PAGE EXTRACT
Introduction
This is part of Find the Index of the First Occurrence in a String.
The Rabin-Karp Algorithm, created by Richard M. Karp and Michael O. Rabin in 1987, is a string searching technique that uses hashing to locate any one of a set of pattern strings within a text.
Like the Naive Algorithm, the Rabin-Karp algorithm slides the pattern over the text one character at a time. However, unlike the Naive algorithm, the Rabin-Karp algorithm first compares the hash value of the pattern with the hash value of the current substring in the text. If the hash values match, it then proceeds to match the characters individually. Thus, the Rabin-Karp algorithm computes hash values for the following:
- The pattern itself.
- All substrings of the text with length equal to the pattern.
To efficiently compute hash values for all substrings of the text of size m
, a suitable hash function is essential.

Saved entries
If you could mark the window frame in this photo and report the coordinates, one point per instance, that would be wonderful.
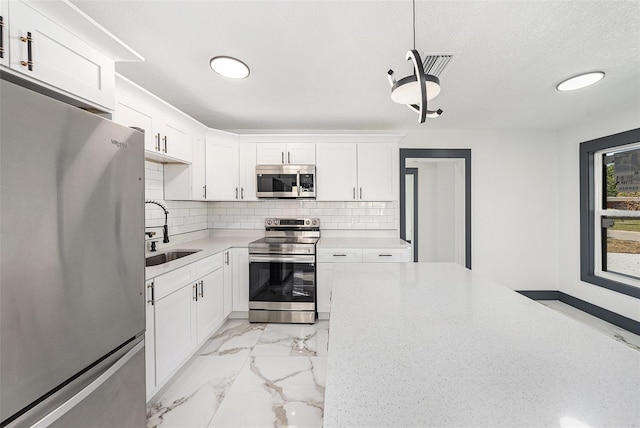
(590, 210)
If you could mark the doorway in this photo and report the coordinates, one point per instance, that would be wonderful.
(435, 204)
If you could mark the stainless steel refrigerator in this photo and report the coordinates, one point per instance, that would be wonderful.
(71, 266)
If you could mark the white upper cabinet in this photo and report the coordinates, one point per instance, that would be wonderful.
(357, 171)
(61, 51)
(377, 172)
(130, 113)
(336, 172)
(247, 157)
(222, 167)
(168, 132)
(286, 153)
(4, 33)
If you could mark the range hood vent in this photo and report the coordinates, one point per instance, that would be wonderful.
(435, 64)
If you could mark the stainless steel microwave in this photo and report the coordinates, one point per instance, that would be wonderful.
(286, 181)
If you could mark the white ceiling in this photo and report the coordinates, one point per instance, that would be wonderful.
(321, 65)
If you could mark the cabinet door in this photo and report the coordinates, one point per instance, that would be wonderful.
(58, 58)
(132, 114)
(247, 160)
(4, 33)
(175, 333)
(175, 141)
(336, 173)
(210, 301)
(198, 169)
(228, 283)
(240, 263)
(150, 342)
(222, 169)
(324, 280)
(271, 153)
(301, 153)
(377, 172)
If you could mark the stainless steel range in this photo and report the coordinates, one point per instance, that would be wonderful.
(282, 272)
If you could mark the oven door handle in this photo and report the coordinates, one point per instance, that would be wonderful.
(276, 258)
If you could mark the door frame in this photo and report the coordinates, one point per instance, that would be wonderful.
(439, 154)
(414, 241)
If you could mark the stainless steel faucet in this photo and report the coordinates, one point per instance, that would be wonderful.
(165, 229)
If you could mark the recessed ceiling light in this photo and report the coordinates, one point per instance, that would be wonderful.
(229, 67)
(580, 81)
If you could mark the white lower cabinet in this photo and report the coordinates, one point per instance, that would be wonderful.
(209, 304)
(228, 284)
(184, 307)
(328, 257)
(150, 341)
(240, 266)
(175, 335)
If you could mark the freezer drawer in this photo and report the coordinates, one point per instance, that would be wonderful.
(112, 395)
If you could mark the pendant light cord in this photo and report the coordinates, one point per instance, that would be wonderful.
(414, 24)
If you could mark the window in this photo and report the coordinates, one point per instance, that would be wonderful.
(610, 212)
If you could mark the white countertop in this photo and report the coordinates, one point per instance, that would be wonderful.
(209, 246)
(353, 242)
(417, 344)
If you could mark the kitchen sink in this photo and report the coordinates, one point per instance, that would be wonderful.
(161, 258)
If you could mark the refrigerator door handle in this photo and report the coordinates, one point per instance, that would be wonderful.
(86, 391)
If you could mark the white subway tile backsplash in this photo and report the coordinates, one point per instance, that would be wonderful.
(333, 215)
(193, 216)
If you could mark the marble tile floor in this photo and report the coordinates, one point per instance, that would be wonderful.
(250, 375)
(611, 330)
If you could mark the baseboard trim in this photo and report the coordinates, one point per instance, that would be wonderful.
(541, 294)
(604, 314)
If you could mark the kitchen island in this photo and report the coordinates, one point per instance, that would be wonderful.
(416, 344)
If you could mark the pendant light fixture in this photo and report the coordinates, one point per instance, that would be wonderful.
(415, 90)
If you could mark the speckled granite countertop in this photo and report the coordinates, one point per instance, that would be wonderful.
(430, 344)
(349, 242)
(209, 246)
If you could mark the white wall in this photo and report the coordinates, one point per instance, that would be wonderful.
(514, 205)
(569, 209)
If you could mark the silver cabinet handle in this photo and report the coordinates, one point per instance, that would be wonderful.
(152, 299)
(1, 36)
(29, 41)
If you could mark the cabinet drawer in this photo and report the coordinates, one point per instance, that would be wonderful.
(339, 255)
(209, 264)
(169, 282)
(382, 255)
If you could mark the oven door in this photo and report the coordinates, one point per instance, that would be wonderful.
(282, 282)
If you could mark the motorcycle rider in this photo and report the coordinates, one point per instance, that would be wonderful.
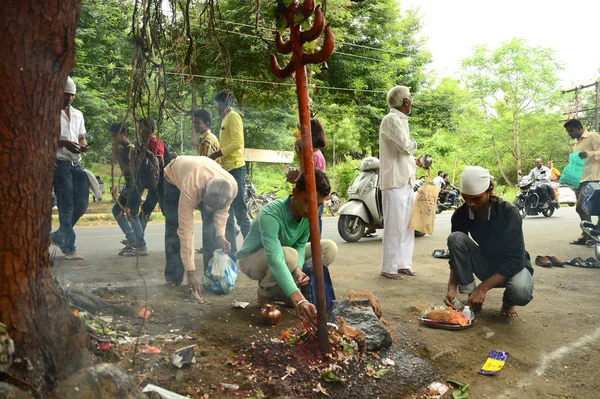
(541, 175)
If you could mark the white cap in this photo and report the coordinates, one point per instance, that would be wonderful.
(396, 96)
(70, 86)
(475, 180)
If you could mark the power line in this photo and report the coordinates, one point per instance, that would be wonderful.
(332, 88)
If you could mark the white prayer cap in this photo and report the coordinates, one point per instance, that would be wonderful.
(475, 180)
(70, 86)
(396, 96)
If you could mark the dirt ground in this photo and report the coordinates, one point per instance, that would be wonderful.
(553, 345)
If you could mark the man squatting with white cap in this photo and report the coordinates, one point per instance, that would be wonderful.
(495, 254)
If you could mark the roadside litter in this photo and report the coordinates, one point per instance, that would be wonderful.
(494, 363)
(184, 356)
(164, 393)
(441, 254)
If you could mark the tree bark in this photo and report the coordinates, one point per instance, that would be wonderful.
(506, 179)
(37, 50)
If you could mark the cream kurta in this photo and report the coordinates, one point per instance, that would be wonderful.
(190, 174)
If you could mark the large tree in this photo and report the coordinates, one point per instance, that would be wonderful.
(513, 82)
(37, 50)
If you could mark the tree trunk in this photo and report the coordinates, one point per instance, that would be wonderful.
(194, 133)
(37, 50)
(517, 138)
(506, 179)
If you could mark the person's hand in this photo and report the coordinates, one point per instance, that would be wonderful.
(300, 278)
(224, 244)
(72, 146)
(194, 283)
(307, 312)
(476, 299)
(120, 215)
(292, 175)
(450, 297)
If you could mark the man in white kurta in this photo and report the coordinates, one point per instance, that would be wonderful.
(397, 169)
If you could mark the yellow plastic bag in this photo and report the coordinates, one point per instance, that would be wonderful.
(423, 216)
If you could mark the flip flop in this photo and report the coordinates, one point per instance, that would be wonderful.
(408, 272)
(579, 241)
(441, 254)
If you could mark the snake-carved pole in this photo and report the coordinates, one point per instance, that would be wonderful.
(297, 65)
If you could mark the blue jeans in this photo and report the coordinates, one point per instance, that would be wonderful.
(238, 210)
(452, 197)
(174, 269)
(71, 188)
(154, 196)
(130, 197)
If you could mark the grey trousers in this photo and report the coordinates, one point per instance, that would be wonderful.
(467, 260)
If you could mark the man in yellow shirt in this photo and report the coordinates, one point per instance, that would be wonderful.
(231, 157)
(588, 147)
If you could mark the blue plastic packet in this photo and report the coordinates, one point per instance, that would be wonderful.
(494, 363)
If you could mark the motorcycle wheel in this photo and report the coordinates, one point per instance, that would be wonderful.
(253, 208)
(351, 228)
(548, 211)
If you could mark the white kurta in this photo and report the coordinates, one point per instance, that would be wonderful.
(398, 239)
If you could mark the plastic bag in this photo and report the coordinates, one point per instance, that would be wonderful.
(221, 273)
(571, 175)
(423, 213)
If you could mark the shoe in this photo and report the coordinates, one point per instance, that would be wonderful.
(135, 252)
(543, 261)
(580, 241)
(555, 261)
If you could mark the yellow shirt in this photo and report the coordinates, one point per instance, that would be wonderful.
(208, 144)
(590, 143)
(189, 174)
(232, 141)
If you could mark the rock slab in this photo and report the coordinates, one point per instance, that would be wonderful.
(103, 381)
(362, 318)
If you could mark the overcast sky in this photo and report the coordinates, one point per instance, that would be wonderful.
(454, 27)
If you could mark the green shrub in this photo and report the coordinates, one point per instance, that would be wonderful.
(345, 172)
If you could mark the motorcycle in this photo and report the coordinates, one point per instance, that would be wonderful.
(364, 208)
(591, 205)
(333, 203)
(529, 201)
(444, 203)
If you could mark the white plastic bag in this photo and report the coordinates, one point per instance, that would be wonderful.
(220, 262)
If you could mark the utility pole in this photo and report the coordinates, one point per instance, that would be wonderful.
(590, 122)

OBJECTIVE A
According to the Rabin-Karp extract, in what year was the algorithm created?
OBJECTIVE B
Retype the Rabin-Karp extract starting with "The Rabin-Karp Algorithm, created" and going on through "function is essential.".
OBJECTIVE C
Decide whether each statement agrees with the Rabin-Karp extract: (i) The algorithm checks individual characters before it compares any hash values. (ii) The algorithm moves the pattern across the text one character at a time. (iii) Hash values are computed for every substring of the text that has the same length as the pattern.

PROBLEM SOLUTION A
1987

PROBLEM SOLUTION B
The Rabin-Karp Algorithm, created by Richard M. Karp and Michael O. Rabin in 1987, is a string searching technique that uses hashing to locate any one of a set of pattern strings within a text.
Like the Naive Algorithm, the Rabin-Karp algorithm slides the pattern over the text one character at a time. However, unlike the Naive algorithm, the Rabin-Karp algorithm first compares the hash value of the pattern with the hash value of the current substring in the text. If the hash values match, it then proceeds to match the characters individually. Thus, the Rabin-Karp algorithm computes hash values for the following:
- The pattern itself.
- All substrings of the text with length equal to the pattern.
To efficiently compute hash values for all substrings of the text of size m
, a suitable hash function is essential.

PROBLEM SOLUTION C
(i) No: "the Rabin-Karp algorithm first compares the hash value of the pattern with the hash value of the current substring in the text. If the hash values match, it then proceeds to match the characters individually."
(ii) Yes: "the Rabin-Karp algorithm slides the pattern over the text one character at a time."
(iii) Yes: "All substrings of the text with length equal to the pattern."